- [What needs to be done]
Tally the lines in the listing below that contain the word "yellow". Reply with the number alone.

--- Start of Data section ---

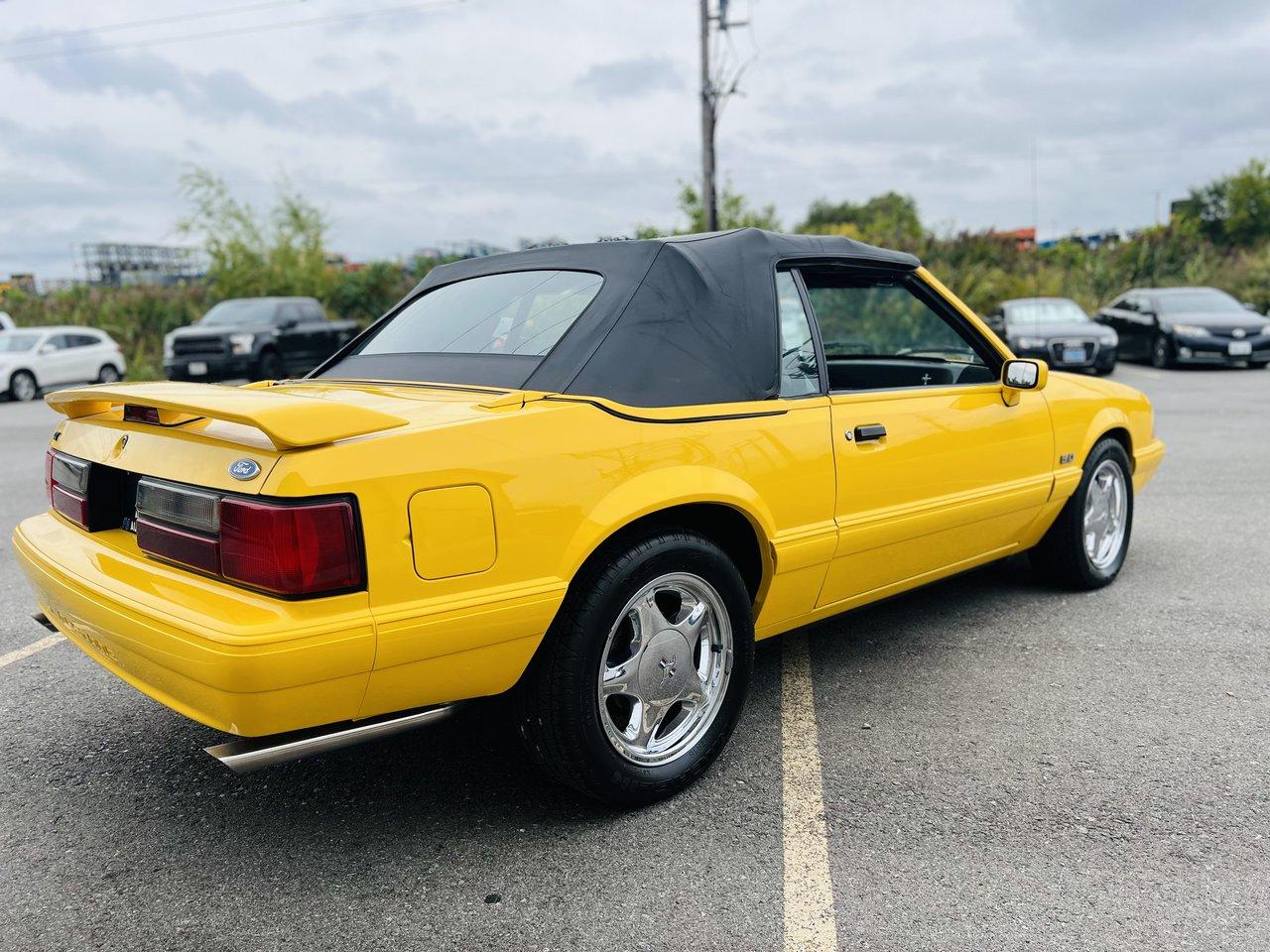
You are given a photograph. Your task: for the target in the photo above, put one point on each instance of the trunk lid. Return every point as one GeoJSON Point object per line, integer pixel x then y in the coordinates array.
{"type": "Point", "coordinates": [199, 431]}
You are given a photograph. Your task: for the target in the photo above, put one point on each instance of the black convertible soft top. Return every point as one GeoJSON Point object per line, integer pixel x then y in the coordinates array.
{"type": "Point", "coordinates": [679, 321]}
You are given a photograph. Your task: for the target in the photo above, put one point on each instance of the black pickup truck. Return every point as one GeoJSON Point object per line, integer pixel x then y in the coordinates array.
{"type": "Point", "coordinates": [255, 338]}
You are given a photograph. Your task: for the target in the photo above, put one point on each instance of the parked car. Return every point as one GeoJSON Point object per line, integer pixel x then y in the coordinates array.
{"type": "Point", "coordinates": [1188, 326]}
{"type": "Point", "coordinates": [263, 338]}
{"type": "Point", "coordinates": [1057, 330]}
{"type": "Point", "coordinates": [590, 475]}
{"type": "Point", "coordinates": [35, 358]}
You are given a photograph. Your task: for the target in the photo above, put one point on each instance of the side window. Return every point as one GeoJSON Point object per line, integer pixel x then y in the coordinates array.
{"type": "Point", "coordinates": [878, 334]}
{"type": "Point", "coordinates": [801, 372]}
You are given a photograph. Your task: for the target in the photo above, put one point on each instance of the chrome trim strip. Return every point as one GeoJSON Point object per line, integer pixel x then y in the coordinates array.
{"type": "Point", "coordinates": [250, 754]}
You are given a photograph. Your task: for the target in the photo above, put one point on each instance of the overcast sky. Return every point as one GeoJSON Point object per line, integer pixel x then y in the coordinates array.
{"type": "Point", "coordinates": [495, 119]}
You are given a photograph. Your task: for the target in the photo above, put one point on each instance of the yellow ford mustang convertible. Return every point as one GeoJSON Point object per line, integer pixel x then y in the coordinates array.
{"type": "Point", "coordinates": [588, 475]}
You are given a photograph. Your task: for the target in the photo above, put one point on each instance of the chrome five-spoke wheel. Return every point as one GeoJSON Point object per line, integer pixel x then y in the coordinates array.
{"type": "Point", "coordinates": [1106, 506]}
{"type": "Point", "coordinates": [666, 669]}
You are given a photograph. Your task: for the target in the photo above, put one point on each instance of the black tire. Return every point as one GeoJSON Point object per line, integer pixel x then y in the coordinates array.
{"type": "Point", "coordinates": [1061, 557]}
{"type": "Point", "coordinates": [557, 703]}
{"type": "Point", "coordinates": [270, 366]}
{"type": "Point", "coordinates": [22, 388]}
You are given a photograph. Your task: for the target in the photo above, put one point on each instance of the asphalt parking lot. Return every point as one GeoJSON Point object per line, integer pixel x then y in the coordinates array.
{"type": "Point", "coordinates": [1002, 766]}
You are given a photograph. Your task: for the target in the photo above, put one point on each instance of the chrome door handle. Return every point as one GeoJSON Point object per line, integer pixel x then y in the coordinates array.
{"type": "Point", "coordinates": [869, 431]}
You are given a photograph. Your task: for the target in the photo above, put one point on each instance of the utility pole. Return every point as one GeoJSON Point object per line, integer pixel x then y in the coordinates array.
{"type": "Point", "coordinates": [715, 89]}
{"type": "Point", "coordinates": [708, 194]}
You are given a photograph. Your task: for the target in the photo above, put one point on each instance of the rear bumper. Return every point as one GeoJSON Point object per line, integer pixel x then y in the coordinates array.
{"type": "Point", "coordinates": [276, 666]}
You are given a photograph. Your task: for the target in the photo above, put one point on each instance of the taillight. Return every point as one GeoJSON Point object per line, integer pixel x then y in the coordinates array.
{"type": "Point", "coordinates": [293, 549]}
{"type": "Point", "coordinates": [141, 414]}
{"type": "Point", "coordinates": [286, 548]}
{"type": "Point", "coordinates": [178, 546]}
{"type": "Point", "coordinates": [66, 481]}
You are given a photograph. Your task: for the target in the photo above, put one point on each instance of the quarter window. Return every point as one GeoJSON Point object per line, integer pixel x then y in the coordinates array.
{"type": "Point", "coordinates": [518, 312]}
{"type": "Point", "coordinates": [878, 334]}
{"type": "Point", "coordinates": [801, 372]}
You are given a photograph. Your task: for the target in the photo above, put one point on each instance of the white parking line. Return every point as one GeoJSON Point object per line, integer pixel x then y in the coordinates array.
{"type": "Point", "coordinates": [28, 651]}
{"type": "Point", "coordinates": [811, 924]}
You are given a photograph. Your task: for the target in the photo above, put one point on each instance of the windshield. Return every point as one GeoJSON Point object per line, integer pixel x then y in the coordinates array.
{"type": "Point", "coordinates": [1056, 311]}
{"type": "Point", "coordinates": [249, 309]}
{"type": "Point", "coordinates": [14, 343]}
{"type": "Point", "coordinates": [520, 313]}
{"type": "Point", "coordinates": [1199, 301]}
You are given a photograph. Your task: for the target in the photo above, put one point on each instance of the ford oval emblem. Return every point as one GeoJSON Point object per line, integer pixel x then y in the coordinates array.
{"type": "Point", "coordinates": [244, 468]}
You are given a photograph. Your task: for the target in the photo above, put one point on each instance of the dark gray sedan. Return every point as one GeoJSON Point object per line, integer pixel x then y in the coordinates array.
{"type": "Point", "coordinates": [1056, 330]}
{"type": "Point", "coordinates": [1173, 326]}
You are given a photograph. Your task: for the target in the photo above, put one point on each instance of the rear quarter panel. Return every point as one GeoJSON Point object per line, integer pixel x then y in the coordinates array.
{"type": "Point", "coordinates": [563, 476]}
{"type": "Point", "coordinates": [1083, 411]}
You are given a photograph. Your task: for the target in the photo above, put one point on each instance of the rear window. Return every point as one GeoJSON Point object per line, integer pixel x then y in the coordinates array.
{"type": "Point", "coordinates": [1199, 301]}
{"type": "Point", "coordinates": [520, 313]}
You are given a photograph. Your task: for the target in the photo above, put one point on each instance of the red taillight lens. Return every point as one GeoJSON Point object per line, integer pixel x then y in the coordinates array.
{"type": "Point", "coordinates": [141, 414]}
{"type": "Point", "coordinates": [72, 506]}
{"type": "Point", "coordinates": [291, 549]}
{"type": "Point", "coordinates": [180, 546]}
{"type": "Point", "coordinates": [66, 481]}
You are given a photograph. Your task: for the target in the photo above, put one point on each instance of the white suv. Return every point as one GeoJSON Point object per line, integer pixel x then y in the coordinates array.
{"type": "Point", "coordinates": [35, 358]}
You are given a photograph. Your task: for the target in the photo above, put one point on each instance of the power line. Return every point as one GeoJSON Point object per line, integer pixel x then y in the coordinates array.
{"type": "Point", "coordinates": [151, 22]}
{"type": "Point", "coordinates": [232, 31]}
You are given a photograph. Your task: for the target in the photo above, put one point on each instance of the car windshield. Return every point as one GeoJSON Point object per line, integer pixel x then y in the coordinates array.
{"type": "Point", "coordinates": [518, 313]}
{"type": "Point", "coordinates": [16, 343]}
{"type": "Point", "coordinates": [249, 309]}
{"type": "Point", "coordinates": [1199, 301]}
{"type": "Point", "coordinates": [1056, 311]}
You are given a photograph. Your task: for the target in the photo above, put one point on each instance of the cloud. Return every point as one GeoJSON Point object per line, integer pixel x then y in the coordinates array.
{"type": "Point", "coordinates": [626, 79]}
{"type": "Point", "coordinates": [1127, 26]}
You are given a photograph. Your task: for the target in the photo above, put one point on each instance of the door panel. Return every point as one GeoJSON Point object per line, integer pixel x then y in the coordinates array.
{"type": "Point", "coordinates": [957, 475]}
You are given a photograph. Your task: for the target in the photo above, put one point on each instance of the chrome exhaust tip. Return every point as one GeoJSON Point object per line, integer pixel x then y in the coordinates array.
{"type": "Point", "coordinates": [248, 754]}
{"type": "Point", "coordinates": [42, 620]}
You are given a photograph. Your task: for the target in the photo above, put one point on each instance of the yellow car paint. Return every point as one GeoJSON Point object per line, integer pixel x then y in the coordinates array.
{"type": "Point", "coordinates": [479, 506]}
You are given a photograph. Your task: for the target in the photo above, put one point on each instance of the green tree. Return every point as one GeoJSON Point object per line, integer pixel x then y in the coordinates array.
{"type": "Point", "coordinates": [1233, 209]}
{"type": "Point", "coordinates": [734, 212]}
{"type": "Point", "coordinates": [889, 218]}
{"type": "Point", "coordinates": [282, 252]}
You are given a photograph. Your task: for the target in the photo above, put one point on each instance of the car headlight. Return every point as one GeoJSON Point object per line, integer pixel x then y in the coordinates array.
{"type": "Point", "coordinates": [241, 343]}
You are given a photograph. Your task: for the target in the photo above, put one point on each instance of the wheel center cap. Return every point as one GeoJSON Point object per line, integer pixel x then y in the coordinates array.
{"type": "Point", "coordinates": [663, 671]}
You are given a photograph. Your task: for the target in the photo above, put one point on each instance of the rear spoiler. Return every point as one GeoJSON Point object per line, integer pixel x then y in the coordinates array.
{"type": "Point", "coordinates": [290, 420]}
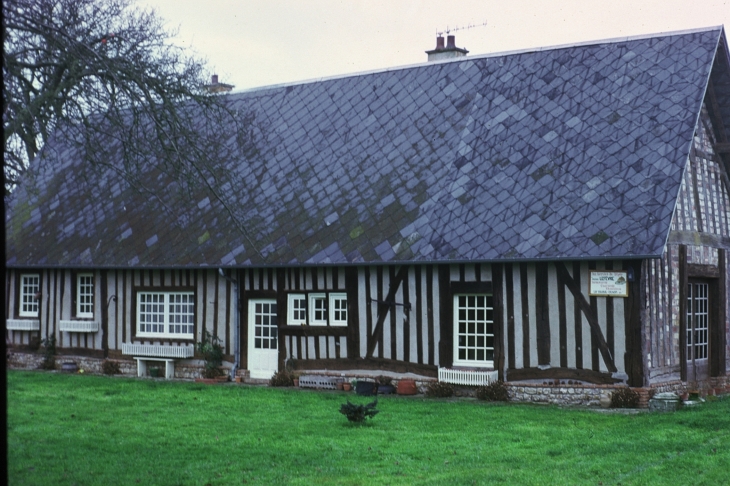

--- End of Data section ---

- [Output of the task]
2